Point annotation listing:
++++++++
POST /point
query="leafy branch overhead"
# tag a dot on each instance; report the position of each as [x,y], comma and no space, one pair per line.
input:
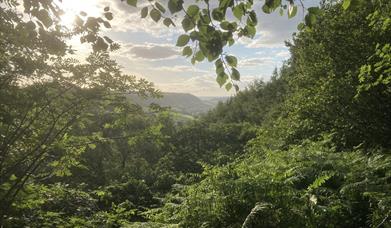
[209,28]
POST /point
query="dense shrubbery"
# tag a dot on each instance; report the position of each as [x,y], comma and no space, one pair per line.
[310,148]
[307,185]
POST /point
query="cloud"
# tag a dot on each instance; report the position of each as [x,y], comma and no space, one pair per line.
[149,51]
[181,69]
[253,62]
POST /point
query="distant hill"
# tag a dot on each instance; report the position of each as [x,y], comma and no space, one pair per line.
[180,102]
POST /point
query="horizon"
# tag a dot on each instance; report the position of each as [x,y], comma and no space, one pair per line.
[148,50]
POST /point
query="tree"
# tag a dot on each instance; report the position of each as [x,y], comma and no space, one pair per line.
[45,93]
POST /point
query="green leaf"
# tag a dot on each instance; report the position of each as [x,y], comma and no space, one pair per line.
[187,24]
[301,26]
[218,14]
[310,19]
[167,22]
[109,16]
[182,40]
[266,9]
[175,6]
[292,11]
[221,79]
[92,146]
[250,31]
[155,15]
[236,88]
[132,2]
[228,86]
[193,10]
[346,4]
[160,7]
[199,56]
[314,10]
[187,51]
[106,24]
[228,26]
[13,177]
[238,11]
[235,75]
[144,12]
[231,60]
[43,16]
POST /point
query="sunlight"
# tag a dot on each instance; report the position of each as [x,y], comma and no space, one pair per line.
[74,7]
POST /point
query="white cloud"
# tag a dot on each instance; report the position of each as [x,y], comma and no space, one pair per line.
[257,61]
[283,54]
[148,51]
[180,69]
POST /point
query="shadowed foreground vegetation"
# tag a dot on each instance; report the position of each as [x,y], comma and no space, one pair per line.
[309,148]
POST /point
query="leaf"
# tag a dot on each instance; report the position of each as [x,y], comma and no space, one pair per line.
[160,7]
[182,40]
[217,14]
[106,24]
[13,177]
[236,88]
[155,15]
[228,86]
[109,16]
[310,19]
[187,51]
[231,60]
[346,4]
[187,24]
[292,11]
[43,16]
[193,10]
[235,75]
[144,12]
[132,2]
[167,22]
[92,146]
[320,181]
[238,11]
[199,56]
[175,6]
[266,9]
[221,79]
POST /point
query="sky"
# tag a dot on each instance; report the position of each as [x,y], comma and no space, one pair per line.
[148,49]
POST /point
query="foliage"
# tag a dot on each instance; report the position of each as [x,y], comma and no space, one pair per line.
[307,185]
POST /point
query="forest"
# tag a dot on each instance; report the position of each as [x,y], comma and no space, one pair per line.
[311,147]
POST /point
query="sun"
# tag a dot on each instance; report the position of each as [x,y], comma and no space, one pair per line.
[72,8]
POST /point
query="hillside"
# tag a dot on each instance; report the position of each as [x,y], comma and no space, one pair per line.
[179,102]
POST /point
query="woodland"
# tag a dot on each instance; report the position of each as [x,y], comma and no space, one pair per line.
[309,148]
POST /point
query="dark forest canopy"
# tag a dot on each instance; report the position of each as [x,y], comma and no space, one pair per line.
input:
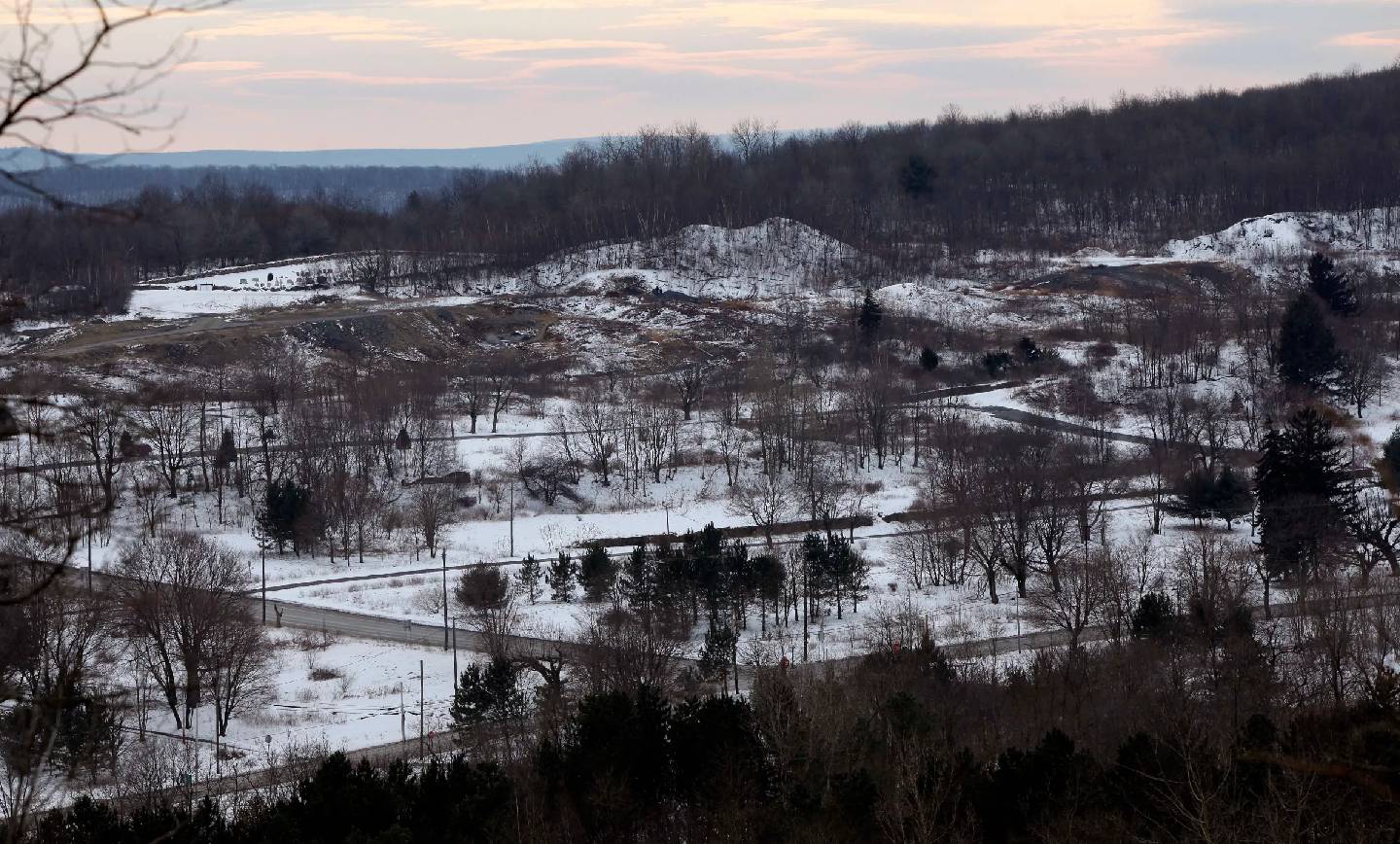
[1133,174]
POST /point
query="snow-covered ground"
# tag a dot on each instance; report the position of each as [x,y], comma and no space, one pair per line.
[178,302]
[1295,234]
[770,260]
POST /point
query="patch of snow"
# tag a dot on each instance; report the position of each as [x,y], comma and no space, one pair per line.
[1294,234]
[775,258]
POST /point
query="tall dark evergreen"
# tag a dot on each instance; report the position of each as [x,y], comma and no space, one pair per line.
[1304,497]
[597,573]
[1308,354]
[869,317]
[560,577]
[1332,284]
[285,507]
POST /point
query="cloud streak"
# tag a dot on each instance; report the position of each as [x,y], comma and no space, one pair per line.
[575,67]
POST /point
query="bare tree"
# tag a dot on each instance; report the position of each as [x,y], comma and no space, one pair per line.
[433,507]
[503,378]
[182,604]
[1082,591]
[766,499]
[98,424]
[62,75]
[687,384]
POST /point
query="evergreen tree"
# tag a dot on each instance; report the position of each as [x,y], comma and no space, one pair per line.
[996,363]
[228,452]
[1308,354]
[869,317]
[1195,496]
[917,177]
[487,694]
[1304,496]
[482,586]
[1234,499]
[1031,353]
[718,652]
[639,580]
[597,573]
[560,579]
[1332,286]
[530,577]
[285,507]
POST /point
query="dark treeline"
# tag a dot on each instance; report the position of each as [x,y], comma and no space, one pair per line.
[1195,728]
[1135,174]
[381,188]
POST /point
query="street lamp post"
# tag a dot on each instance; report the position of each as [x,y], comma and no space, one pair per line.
[455,675]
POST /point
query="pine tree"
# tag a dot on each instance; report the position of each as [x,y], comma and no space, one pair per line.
[1308,354]
[1304,496]
[639,580]
[1332,286]
[560,579]
[869,317]
[1195,496]
[228,452]
[530,577]
[285,507]
[1031,353]
[487,694]
[718,652]
[597,573]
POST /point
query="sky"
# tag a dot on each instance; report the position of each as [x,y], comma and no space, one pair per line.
[305,75]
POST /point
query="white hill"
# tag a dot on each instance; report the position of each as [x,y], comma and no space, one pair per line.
[775,258]
[1294,234]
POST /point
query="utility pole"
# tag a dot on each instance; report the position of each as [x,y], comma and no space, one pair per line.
[807,605]
[444,601]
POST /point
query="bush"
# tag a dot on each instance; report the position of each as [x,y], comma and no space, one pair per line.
[482,586]
[1154,616]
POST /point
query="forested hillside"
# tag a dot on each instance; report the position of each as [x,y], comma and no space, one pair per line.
[1130,175]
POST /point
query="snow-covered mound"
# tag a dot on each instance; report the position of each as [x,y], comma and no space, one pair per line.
[775,258]
[1292,234]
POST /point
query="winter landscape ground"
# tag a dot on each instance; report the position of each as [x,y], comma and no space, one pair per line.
[987,479]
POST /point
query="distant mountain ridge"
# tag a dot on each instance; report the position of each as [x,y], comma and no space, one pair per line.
[497,157]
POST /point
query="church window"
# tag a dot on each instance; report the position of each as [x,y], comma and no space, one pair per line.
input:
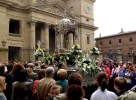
++++++++
## [EXERCISE]
Which lines of the listing contain the string "evergreen"? List each one in full, and treat case as significant.

## [WRITTEN SOLUTION]
query="tall dark evergreen"
query="evergreen tree"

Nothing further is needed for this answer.